Excerpted passage =>
....

Rise of the AI PC Microsoft launches AI-driven Copilot+ PCs

Published
Jun 5, 2024
Reading time
2 min read
Windows Laptop displaying a colored wallpaper

Generative AI plays a starring role in the latest Windows PCs.

What’s new: Microsoft introduced its Copilot+ PCs, an AI-first laptop specification that offers features unavailable to other Windows users. Copilot+ PCs will be available from Microsoft as well as Acer, Asus, Dell, HP, Lenovo, and Samsung starting in mid-June.

How it works: Copilot+ PCs provide AI-powered generative and search functions thanks to unnamed AI models that run on-device. 

  • A feature called Recall enables users to search their activities in apps, documents, and websites to find, say, topics discussed in a text conversation or items viewed on a website. Every five seconds, the PC takes a screenshot of its current status. Users can browse the timeline of screenshots or call an unidentified AI model to find images and/or text via a semantic index.
  • Other features include Cocreator, which generates images from text prompts using models that run on-device, and Live Captions, which generates subtitles for English-language audio in any of 40 languages.
  • Developers have access to these features via a software stack called Windows Copilot Runtime. This includes Copilot Library, a set of APIs that call more than 40 models that run on-device, and DiskANN, a set of search algorithms that quickly sort through a vector database.

....

Activity list =>
[1] According to the article on Copilot+ PCs, how often does the PC take a screenshot of its current status?
[2] Can you duplicate the part of the Copilot+ PC article that opens with the words containing "Rise of the" and closes with "that run on-device."?
[3] Can you go on with the article on Copilot+ PCs from the point where it stops?
The entries come from a separate source.

Saved data entries:
....

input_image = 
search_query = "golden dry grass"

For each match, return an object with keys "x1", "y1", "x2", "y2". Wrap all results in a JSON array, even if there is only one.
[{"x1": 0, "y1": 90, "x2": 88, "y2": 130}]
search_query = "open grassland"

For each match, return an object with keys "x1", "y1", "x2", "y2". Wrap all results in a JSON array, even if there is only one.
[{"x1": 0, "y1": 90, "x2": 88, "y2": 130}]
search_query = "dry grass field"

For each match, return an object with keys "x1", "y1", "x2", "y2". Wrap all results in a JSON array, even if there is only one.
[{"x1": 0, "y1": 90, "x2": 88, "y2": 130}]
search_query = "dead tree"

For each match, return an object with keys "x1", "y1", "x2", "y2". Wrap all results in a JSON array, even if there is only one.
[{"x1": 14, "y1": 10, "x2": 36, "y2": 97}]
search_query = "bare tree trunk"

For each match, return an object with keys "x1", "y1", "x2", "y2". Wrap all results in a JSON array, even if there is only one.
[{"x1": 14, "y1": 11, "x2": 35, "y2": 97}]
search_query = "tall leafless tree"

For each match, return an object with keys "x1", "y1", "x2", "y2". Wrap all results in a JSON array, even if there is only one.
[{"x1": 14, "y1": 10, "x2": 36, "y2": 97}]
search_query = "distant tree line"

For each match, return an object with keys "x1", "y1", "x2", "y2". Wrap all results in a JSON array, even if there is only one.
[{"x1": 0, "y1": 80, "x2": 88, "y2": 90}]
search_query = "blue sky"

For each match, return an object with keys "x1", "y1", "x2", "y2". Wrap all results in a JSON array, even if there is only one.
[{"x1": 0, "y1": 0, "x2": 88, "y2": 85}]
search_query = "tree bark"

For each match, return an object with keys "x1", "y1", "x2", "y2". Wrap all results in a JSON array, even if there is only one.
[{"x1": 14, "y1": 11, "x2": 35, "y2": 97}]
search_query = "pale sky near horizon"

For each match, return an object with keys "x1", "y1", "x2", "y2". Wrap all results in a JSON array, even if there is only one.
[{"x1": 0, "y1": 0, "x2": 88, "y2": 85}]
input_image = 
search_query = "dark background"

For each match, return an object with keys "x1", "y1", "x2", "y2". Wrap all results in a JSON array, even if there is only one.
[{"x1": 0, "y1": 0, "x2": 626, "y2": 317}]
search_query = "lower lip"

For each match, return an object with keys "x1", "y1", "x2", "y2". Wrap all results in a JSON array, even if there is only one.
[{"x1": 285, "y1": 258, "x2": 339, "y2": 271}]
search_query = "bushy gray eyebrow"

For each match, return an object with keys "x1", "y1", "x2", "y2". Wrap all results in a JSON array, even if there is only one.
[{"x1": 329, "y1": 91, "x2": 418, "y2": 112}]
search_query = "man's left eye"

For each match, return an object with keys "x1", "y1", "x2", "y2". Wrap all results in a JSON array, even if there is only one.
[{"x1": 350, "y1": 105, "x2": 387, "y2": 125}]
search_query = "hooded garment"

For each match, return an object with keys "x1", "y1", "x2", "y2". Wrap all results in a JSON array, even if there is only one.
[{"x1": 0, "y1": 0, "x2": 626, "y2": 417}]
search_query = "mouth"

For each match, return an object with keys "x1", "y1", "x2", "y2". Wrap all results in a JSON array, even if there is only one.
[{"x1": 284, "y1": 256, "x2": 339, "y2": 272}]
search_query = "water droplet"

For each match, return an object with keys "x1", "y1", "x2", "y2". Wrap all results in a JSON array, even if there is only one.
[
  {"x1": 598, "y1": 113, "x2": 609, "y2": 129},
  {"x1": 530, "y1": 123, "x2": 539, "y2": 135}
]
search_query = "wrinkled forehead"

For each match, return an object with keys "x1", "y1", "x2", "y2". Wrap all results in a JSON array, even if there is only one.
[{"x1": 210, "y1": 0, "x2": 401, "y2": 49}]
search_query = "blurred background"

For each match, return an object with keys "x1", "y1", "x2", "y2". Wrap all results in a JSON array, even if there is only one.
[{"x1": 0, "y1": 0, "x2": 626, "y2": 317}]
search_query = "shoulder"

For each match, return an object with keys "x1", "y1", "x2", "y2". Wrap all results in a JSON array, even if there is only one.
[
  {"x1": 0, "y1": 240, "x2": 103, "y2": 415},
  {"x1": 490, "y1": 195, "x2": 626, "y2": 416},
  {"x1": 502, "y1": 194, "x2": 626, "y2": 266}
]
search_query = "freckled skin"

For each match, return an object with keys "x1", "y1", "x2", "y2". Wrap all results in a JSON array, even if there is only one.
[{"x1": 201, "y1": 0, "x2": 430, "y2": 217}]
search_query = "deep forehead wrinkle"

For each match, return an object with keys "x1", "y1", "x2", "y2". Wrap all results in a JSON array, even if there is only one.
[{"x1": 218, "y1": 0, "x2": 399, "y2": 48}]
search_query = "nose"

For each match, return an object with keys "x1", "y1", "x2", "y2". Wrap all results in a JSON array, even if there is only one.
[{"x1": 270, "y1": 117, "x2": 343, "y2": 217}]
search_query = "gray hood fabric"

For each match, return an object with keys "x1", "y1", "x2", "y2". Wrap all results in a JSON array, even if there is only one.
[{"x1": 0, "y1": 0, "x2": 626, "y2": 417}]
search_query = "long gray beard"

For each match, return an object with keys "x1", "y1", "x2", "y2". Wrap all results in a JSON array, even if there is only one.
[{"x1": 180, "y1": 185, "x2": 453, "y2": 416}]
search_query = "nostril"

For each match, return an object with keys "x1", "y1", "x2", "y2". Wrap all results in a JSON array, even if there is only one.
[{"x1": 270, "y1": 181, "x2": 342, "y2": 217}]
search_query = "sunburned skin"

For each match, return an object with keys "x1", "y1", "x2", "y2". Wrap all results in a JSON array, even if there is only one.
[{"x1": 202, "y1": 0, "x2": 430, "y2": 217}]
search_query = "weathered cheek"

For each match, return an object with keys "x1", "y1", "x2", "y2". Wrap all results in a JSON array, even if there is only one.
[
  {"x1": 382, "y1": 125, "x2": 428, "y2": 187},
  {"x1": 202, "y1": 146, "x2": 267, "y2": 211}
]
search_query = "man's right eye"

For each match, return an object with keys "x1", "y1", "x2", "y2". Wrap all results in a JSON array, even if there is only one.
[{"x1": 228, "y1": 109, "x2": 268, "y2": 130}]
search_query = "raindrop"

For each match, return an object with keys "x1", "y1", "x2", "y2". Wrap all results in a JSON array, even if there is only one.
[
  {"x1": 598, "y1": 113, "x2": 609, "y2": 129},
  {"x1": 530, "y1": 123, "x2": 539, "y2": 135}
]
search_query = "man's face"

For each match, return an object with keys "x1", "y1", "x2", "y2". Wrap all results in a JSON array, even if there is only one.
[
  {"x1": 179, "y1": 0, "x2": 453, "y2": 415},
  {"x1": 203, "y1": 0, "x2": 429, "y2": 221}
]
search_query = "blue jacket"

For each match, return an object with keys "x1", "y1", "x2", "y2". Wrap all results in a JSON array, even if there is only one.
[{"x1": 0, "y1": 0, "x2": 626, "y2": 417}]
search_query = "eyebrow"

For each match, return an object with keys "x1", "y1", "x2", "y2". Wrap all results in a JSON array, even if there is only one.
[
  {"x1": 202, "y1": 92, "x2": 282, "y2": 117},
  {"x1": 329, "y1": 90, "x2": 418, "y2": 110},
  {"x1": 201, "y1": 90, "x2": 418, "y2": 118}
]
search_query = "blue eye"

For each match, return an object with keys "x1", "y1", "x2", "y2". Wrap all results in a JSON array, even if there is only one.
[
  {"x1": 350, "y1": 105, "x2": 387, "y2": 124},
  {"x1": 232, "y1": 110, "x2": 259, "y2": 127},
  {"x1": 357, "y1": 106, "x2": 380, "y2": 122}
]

....

Answer list =>
[1] Every five seconds.

[2]
Rise of the AI PC Microsoft launches AI-driven Copilot+ PCs

Published
Jun 5, 2024
Reading time
2 min read
Windows Laptop displaying a colored wallpaper

Generative AI plays a starring role in the latest Windows PCs.

What’s new: Microsoft introduced its Copilot+ PCs, an AI-first laptop specification that offers features unavailable to other Windows users. Copilot+ PCs will be available from Microsoft as well as Acer, Asus, Dell, HP, Lenovo, and Samsung starting in mid-June.

How it works: Copilot+ PCs provide AI-powered generative and search functions thanks to unnamed AI models that run on-device.

[3]
  • The first machines will be based on the Qualcomm Snapdragon X processor. The chip comes with 10 and 12 CPU cores, a GPU and a neural processing unit (NPU) that accelerates neural networks while using less energy and memory than a typical CPU or GPU.

Nvidia’s rejoinder: Nvidia plans to launch Copilot+-compatible RTX AI PCs that run Nvidia’s own toolkit for calling and customizing models with on-device GPUs. These computers, initially built by Asus and MSI based on AMD CPUs, eventually will deliver all Copilot+ features. Nvidia criticized Microsoft’s NPU specification, which calls for 45 trillion operations per second (TOPS), claiming that that speed is enough to process only basic AI workloads. Meanwhile, Nvidia’s game-focused GPUs deliver more than 1,000 TOPS.

Why it matters: Microsoft is betting that on-device AI will change the PC experience. The Copilot+ PC specification gives developers a versatile toolkit for adding AI to existing apps while opening the door to fundamentally new functionality like Recall.

We’re thinking: As we wrote earlier, makers of chips and operating systems alike have a strong incentive to promote on-device (or edge) AI. The growing presence of AI accelerators in consumer devices brings significant privacy benefits for consumers and opens exciting new opportunities for developers.